─── Data to examine ───

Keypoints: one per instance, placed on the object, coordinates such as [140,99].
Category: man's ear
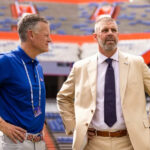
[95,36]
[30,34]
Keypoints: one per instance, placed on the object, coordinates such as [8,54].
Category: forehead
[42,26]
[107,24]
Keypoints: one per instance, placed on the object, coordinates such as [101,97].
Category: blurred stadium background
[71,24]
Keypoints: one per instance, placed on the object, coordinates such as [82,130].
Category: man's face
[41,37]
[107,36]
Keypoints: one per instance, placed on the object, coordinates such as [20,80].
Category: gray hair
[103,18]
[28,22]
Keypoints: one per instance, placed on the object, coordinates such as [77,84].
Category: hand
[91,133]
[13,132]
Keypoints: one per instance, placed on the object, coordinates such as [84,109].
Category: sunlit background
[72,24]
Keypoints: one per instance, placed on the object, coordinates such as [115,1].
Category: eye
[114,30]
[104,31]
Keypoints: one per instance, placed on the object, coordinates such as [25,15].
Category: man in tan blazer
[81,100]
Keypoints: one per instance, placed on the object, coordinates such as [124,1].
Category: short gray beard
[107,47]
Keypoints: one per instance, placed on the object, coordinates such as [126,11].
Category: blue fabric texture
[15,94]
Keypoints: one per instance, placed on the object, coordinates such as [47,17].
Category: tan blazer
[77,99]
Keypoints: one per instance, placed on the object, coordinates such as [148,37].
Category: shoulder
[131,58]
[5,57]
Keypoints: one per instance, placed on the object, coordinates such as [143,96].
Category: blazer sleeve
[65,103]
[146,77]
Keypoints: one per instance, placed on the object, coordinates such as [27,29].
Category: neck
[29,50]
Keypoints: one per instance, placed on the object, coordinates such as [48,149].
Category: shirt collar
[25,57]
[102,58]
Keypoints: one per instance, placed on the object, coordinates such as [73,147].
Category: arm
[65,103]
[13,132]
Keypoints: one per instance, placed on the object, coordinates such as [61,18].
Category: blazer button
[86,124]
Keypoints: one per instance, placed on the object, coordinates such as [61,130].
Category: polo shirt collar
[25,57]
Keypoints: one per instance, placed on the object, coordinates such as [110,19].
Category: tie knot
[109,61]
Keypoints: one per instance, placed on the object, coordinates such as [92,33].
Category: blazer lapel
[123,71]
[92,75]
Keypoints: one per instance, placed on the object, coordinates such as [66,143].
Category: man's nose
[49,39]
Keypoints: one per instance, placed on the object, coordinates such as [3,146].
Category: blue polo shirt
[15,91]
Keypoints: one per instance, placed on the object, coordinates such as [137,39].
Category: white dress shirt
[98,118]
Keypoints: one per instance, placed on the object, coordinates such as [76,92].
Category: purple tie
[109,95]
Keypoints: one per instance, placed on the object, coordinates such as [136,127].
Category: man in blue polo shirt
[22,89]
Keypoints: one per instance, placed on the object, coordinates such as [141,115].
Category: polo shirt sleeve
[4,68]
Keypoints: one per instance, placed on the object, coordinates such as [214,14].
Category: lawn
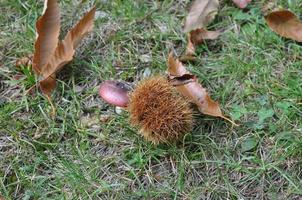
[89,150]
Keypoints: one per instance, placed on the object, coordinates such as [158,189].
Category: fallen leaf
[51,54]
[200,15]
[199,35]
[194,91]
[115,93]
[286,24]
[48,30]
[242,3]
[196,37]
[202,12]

───
─── Data to examine ───

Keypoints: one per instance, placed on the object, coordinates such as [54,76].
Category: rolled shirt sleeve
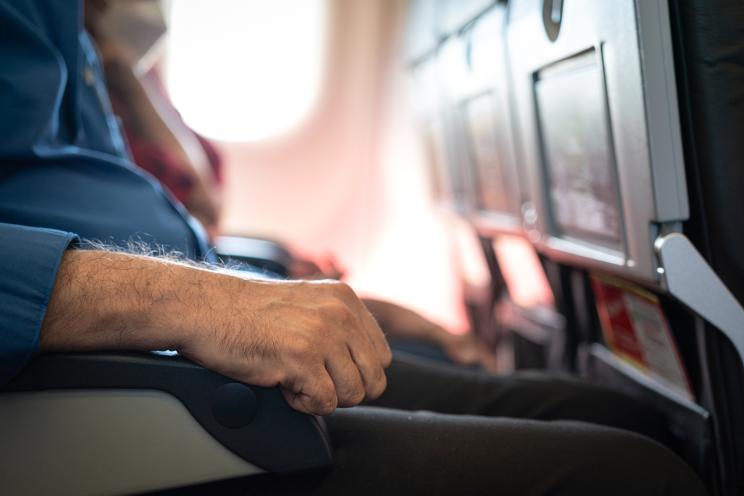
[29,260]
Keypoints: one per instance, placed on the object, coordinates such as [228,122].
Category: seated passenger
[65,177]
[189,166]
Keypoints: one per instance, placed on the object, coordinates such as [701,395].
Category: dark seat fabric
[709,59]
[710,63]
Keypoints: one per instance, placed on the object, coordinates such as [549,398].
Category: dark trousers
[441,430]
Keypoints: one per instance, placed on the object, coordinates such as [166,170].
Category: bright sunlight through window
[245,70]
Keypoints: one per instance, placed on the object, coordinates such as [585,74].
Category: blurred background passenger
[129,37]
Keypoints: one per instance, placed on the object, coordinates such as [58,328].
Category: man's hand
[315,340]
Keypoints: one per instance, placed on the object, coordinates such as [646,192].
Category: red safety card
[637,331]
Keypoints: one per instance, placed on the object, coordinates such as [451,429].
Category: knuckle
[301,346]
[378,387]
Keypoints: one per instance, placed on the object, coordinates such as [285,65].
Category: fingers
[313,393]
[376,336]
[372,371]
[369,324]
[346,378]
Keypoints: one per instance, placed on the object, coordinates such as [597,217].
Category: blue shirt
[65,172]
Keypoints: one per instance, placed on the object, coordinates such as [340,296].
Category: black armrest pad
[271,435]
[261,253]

───

Set down, exactly as written above, each line from the one with "such as [140,99]." through the one with "such as [148,37].", and skip the pictures.

Keypoints: one per instance, placed on the object, coordinates such as [140,99].
Category: man's ear
[95,36]
[30,34]
Keypoints: one per instance, placed on the object, coordinates such as [8,54].
Category: forehead
[42,26]
[107,24]
Keypoints: one per instance, placed on the object, coordinates such as [101,97].
Category: blurred stadium background
[71,24]
Keypoints: one per instance, placed on the object, coordinates such as [82,130].
Category: man's face
[41,37]
[107,36]
Keypoints: one per instance, placed on the object, coordinates such as [20,80].
Category: gray hair
[103,18]
[28,22]
Keypoints: one per instance, placed on the object, coordinates such as [77,84].
Category: hand
[91,133]
[13,132]
Keypoints: one per instance, placed on the object, coordinates such as [84,109].
Category: sunlit background
[72,24]
Keypoints: one per instance, placed on the object, coordinates such as [115,1].
Category: eye
[114,30]
[104,31]
Keypoints: one per instance, placed on the object, coordinates such as [25,15].
Category: man in tan blazer
[81,100]
Keypoints: one per instance, placed on the object, coordinates such as [124,1].
Category: short gray beard
[107,47]
Keypoints: one per instance, placed on the object, coordinates such as [126,11].
Category: blue fabric texture
[15,94]
Keypoints: one per instance, placed on the object, coordinates such as [47,17].
Category: tan blazer
[77,99]
Keypoints: one per instance, placed on the object, coordinates such as [148,37].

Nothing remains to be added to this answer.